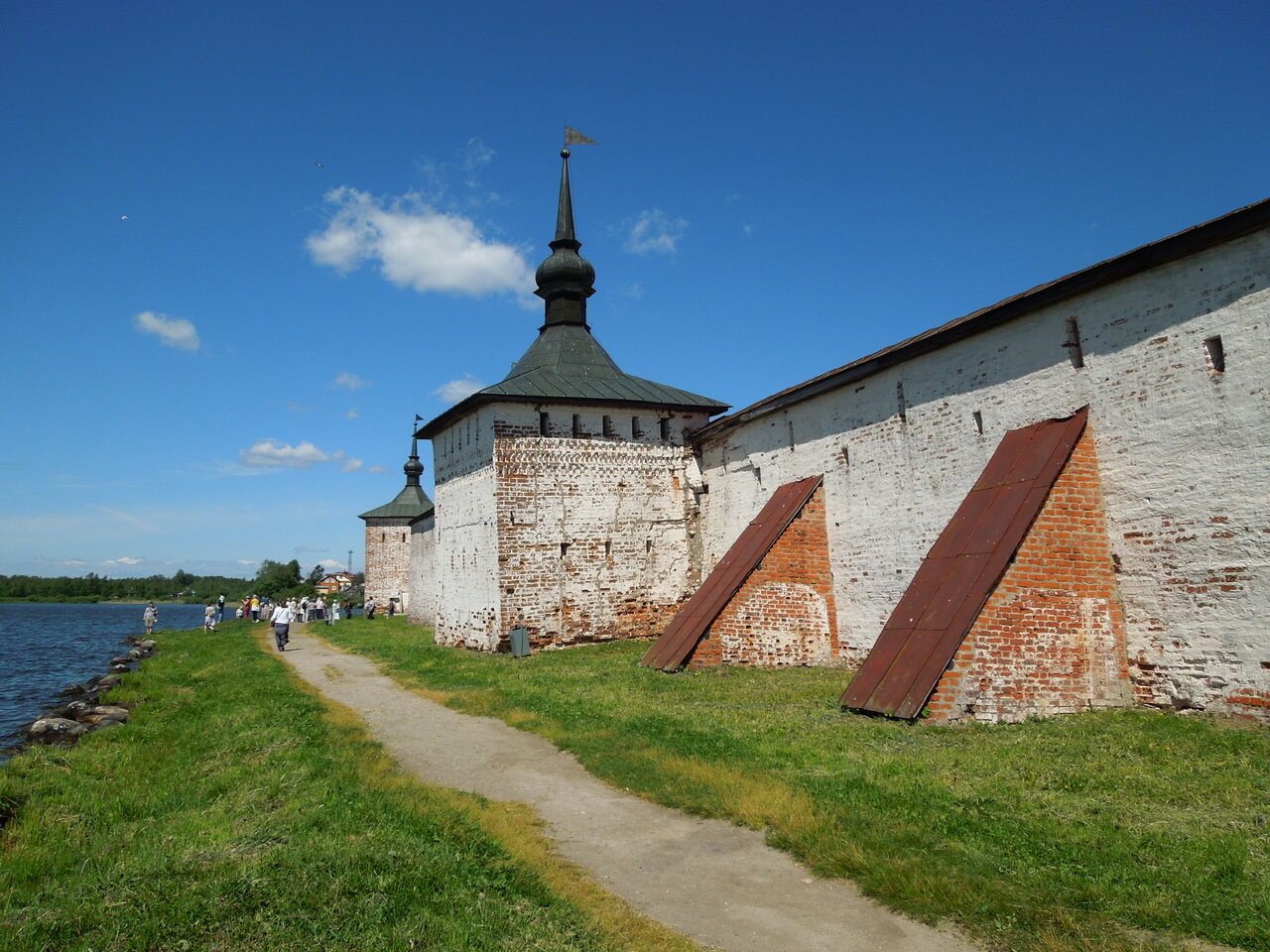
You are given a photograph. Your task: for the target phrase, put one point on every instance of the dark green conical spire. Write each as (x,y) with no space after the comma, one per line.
(566,278)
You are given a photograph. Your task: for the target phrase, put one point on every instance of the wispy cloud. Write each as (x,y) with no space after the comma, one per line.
(350,381)
(457,390)
(273,454)
(653,231)
(173,331)
(417,245)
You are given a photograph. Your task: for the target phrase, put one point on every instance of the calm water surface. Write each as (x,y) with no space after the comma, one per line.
(45,648)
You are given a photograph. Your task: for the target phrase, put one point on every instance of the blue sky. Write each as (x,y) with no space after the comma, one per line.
(245,243)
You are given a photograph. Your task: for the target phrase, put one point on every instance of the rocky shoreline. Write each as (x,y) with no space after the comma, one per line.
(84,712)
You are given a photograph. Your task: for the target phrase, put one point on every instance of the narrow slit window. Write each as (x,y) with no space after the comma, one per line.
(1215,354)
(1075,352)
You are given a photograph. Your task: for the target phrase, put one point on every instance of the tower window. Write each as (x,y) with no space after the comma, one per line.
(1075,352)
(1214,354)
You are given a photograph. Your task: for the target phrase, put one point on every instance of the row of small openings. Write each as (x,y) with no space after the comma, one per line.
(608,547)
(608,429)
(978,428)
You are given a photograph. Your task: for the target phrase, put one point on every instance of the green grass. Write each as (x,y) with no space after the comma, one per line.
(1109,830)
(236,811)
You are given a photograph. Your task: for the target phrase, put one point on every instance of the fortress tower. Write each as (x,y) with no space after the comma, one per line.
(566,492)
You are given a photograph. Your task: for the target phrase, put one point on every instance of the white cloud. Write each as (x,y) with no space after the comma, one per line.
(653,230)
(272,453)
(457,390)
(173,331)
(417,245)
(349,380)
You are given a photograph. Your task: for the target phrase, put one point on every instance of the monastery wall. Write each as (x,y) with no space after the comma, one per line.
(594,530)
(422,606)
(1184,453)
(388,560)
(465,548)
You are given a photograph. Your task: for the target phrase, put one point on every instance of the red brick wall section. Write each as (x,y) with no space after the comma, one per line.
(784,612)
(1051,638)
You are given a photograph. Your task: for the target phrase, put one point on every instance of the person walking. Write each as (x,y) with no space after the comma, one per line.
(281,620)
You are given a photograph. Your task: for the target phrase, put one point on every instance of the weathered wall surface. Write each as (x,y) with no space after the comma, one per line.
(1051,636)
(783,615)
(388,560)
(422,606)
(465,540)
(593,530)
(1184,456)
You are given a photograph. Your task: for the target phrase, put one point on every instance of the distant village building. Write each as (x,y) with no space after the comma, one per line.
(334,583)
(1057,503)
(388,537)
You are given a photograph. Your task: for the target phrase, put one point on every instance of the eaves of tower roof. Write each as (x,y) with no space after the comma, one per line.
(411,503)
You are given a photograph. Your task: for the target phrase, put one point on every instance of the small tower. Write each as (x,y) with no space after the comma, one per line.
(389,531)
(566,493)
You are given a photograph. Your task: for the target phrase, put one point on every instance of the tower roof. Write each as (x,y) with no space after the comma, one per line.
(412,502)
(566,363)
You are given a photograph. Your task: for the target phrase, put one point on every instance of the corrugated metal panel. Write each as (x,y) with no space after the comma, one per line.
(962,566)
(690,625)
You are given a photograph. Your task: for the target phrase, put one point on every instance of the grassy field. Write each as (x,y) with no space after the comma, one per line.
(1111,830)
(236,811)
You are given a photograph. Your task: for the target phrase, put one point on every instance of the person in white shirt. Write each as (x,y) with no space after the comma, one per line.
(281,620)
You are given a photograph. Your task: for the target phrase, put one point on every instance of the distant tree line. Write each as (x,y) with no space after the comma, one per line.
(276,579)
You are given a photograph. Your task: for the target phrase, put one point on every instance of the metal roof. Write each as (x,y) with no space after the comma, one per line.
(1227,227)
(961,569)
(411,503)
(690,624)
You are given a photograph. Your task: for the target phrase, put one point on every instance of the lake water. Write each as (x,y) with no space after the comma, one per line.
(44,648)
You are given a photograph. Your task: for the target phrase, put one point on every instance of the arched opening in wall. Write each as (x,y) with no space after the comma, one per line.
(1214,356)
(1075,352)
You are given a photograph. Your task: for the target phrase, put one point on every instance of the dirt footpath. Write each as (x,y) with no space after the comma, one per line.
(706,879)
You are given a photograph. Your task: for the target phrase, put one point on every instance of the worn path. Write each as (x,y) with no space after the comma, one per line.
(719,884)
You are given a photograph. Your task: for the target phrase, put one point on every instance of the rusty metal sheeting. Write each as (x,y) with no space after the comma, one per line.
(690,625)
(961,569)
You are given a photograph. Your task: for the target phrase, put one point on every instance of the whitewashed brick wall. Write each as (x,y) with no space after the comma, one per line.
(1184,456)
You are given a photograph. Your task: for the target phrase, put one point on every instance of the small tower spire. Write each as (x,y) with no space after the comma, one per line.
(566,278)
(413,468)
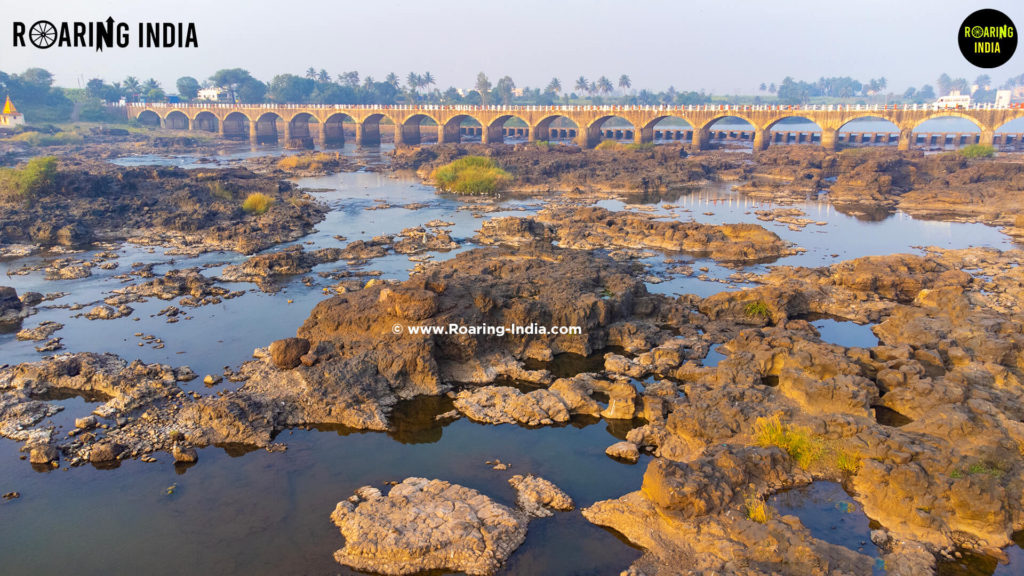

- - - - -

Task statement ::
The lines from the one containing "of the whitewashed" to the end of the material must be output exactly, both ends included; no picture may appear.

Exercise response ::
You are given a photograph. Your task: for the target phrase, put one point on every instance of the whitewashed brick wall. Write each as (x,y) with no space after the comma, one per line.
(1184,456)
You are given a photograph. Your task: for the target phrase, put one point on every instance of the small tower spire. Write each as (x,y) with no space after the comma, one per line.
(566,278)
(413,468)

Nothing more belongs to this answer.